Task to carry out. Copy out the entire forum thread about leasing a dealer car to drive for Uber, word for word.

# Can I use a lease car from that I get from a dealer to make it as Uber Car that I drive ?



## Jay Jay (Jan 29, 2015)

I want to be an Uber driver, and I do not have a car . So would it be possible to lease a car from dealership ( lease contract ) and use it as Uber car ?


Thank you SO much 

Jay Jay


----------



## CJ ASLAN (Sep 13, 2014)

Most lease deals are either 10,000/12,0000/15,000 miles allotted per year. Depending on how much you plan on ubering, you are setting yourself up for some trouble down the road. Most dealerships charge $0.20/0.25 per mile over your limit...

Just make sure you make the right decision. 
With that being said, UberX rates are pretty shitty to be sacrificing driving miles (on your lease), to Uber.


----------



## LAuberX (Jun 3, 2014)

No. Uber not worth a new car.


----------



## SDUberdriver (Nov 11, 2014)

Jay Jay said:


> I want to be an Uber driver, and I do not have a car . So would it be possible to lease a car from dealership ( lease contract ) and use it as Uber car ?
> 
> Thank you SO much
> 
> Jay Jay


_Look for an Uber Black Partner that has a vehicle for lease._


----------



## uber_sea (Jan 9, 2015)

You'd run out of your yearly mileage quota within 4-5 months depends on how much you drive.

If you don't mind drive for free then you can go ahead and lease a car and drive for uber.

Hey you get a free car to drive when you are not ubering!


----------



## SDUberdriver (Nov 11, 2014)

uber_sea said:


> You'd run out of your yearly mileage quota within 4-5 months depends on how much you drive.
> 
> If you don't mind drive for free then you can go ahead and lease a car and drive for uber.
> 
> Hey you get a free car to drive when you are not ubering!

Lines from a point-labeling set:

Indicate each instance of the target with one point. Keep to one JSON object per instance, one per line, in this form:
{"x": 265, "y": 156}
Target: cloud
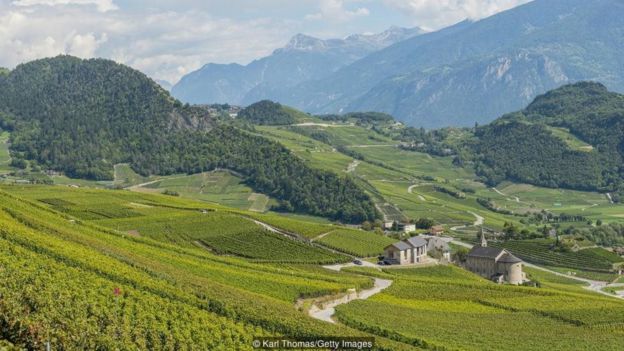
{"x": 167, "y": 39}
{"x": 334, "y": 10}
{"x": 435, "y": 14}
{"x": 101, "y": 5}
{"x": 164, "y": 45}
==
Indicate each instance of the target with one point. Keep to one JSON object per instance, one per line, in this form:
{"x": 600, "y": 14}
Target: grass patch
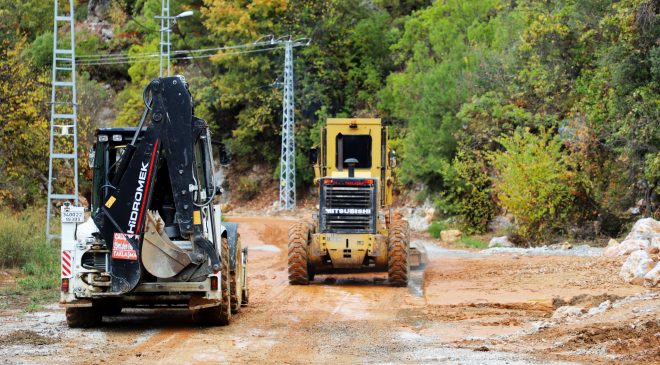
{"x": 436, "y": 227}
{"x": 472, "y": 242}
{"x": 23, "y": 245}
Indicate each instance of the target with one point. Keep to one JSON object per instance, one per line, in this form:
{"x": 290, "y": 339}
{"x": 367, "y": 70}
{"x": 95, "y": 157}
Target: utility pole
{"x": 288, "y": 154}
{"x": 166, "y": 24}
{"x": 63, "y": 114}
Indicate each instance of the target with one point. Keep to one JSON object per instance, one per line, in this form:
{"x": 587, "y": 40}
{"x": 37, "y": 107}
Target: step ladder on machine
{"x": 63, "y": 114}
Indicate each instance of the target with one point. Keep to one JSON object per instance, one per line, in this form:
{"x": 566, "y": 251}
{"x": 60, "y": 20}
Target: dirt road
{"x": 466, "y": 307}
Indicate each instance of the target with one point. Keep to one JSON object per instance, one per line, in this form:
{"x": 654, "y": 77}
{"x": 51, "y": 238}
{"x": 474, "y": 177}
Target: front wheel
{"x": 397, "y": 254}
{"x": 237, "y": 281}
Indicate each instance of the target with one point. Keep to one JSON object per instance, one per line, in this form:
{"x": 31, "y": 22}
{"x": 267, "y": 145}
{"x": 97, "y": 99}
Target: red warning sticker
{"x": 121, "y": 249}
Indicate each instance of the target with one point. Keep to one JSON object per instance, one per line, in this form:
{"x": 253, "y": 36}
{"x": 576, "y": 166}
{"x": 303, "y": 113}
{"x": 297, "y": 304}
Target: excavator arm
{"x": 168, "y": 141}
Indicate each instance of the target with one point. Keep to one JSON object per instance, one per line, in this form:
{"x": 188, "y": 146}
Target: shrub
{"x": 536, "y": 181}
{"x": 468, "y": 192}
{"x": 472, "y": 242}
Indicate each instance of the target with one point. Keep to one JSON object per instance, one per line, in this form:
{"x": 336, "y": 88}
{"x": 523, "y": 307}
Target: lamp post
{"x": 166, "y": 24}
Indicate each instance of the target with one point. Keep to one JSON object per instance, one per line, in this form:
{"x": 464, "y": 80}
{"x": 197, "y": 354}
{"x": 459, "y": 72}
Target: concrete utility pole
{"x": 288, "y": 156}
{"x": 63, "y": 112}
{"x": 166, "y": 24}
* * *
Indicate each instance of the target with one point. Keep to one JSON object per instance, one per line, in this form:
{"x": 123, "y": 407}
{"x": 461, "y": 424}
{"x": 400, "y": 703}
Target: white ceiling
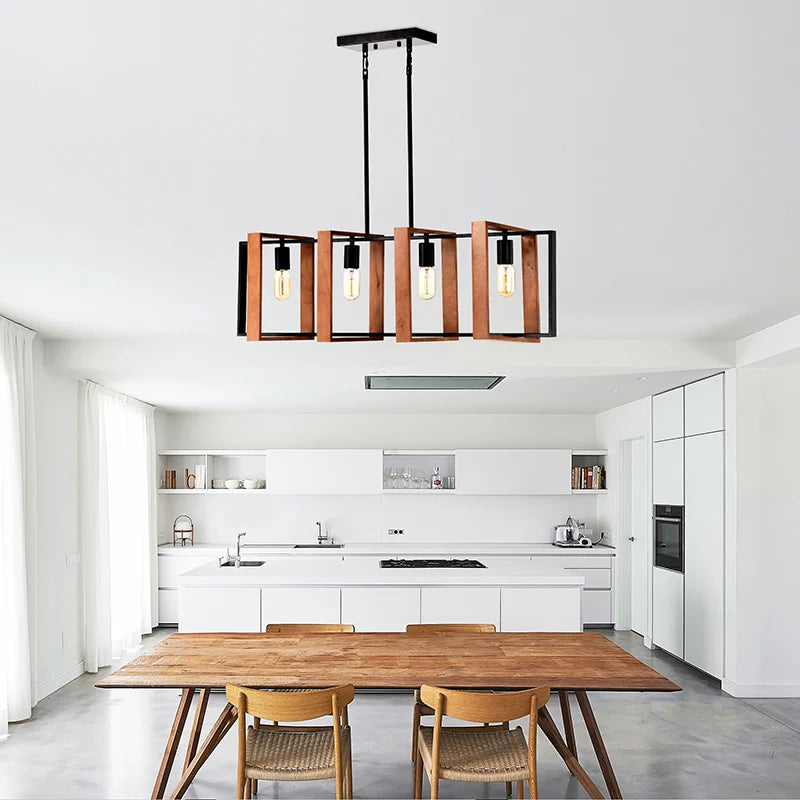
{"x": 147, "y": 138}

Problem solution.
# Can I use a lease car from that I get from a dealer to make it as Uber Car that I drive ?



## Jay Jay (Jan 29, 2015)

I want to be an Uber driver, and I do not have a car . So would it be possible to lease a car from dealership ( lease contract ) and use it as Uber car ?


Thank you SO much 

Jay Jay


----------



## CJ ASLAN (Sep 13, 2014)

Most lease deals are either 10,000/12,0000/15,000 miles allotted per year. Depending on how much you plan on ubering, you are setting yourself up for some trouble down the road. Most dealerships charge $0.20/0.25 per mile over your limit...

Just make sure you make the right decision. 
With that being said, UberX rates are pretty shitty to be sacrificing driving miles (on your lease), to Uber.


----------



## LAuberX (Jun 3, 2014)

No. Uber not worth a new car.


----------



## SDUberdriver (Nov 11, 2014)

Jay Jay said:


> I want to be an Uber driver, and I do not have a car . So would it be possible to lease a car from dealership ( lease contract ) and use it as Uber car ?
> 
> Thank you SO much
> 
> Jay Jay


_Look for an Uber Black Partner that has a vehicle for lease._


----------



## uber_sea (Jan 9, 2015)

You'd run out of your yearly mileage quota within 4-5 months depends on how much you drive.

If you don't mind drive for free then you can go ahead and lease a car and drive for uber.

Hey you get a free car to drive when you are not ubering!


----------



## SDUberdriver (Nov 11, 2014)

uber_sea said:


> You'd run out of your yearly mileage quota within 4-5 months depends on how much you drive.
> 
> If you don't mind drive for free then you can go ahead and lease a car and drive for uber.
> 
> Hey you get a free car to drive when you are not ubering!